_REQUEST_. Format every line of the rows below as a Markdown table with a No. column for the line number and a Line column for the text. Skip any blank lines.

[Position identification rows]
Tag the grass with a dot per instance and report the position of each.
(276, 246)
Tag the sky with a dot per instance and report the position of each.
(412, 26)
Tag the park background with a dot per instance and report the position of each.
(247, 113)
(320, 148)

_FINISHED TASK_.
| No. | Line |
|---|---|
| 1 | Tag the grass with a dot per instance and report the position of each. |
| 2 | (276, 246) |
| 3 | Tag the sky with a dot per instance and report the position of each. |
| 4 | (412, 26) |
| 5 | Tag the park background with a dot per instance and report the position of each. |
| 6 | (247, 113) |
| 7 | (320, 148) |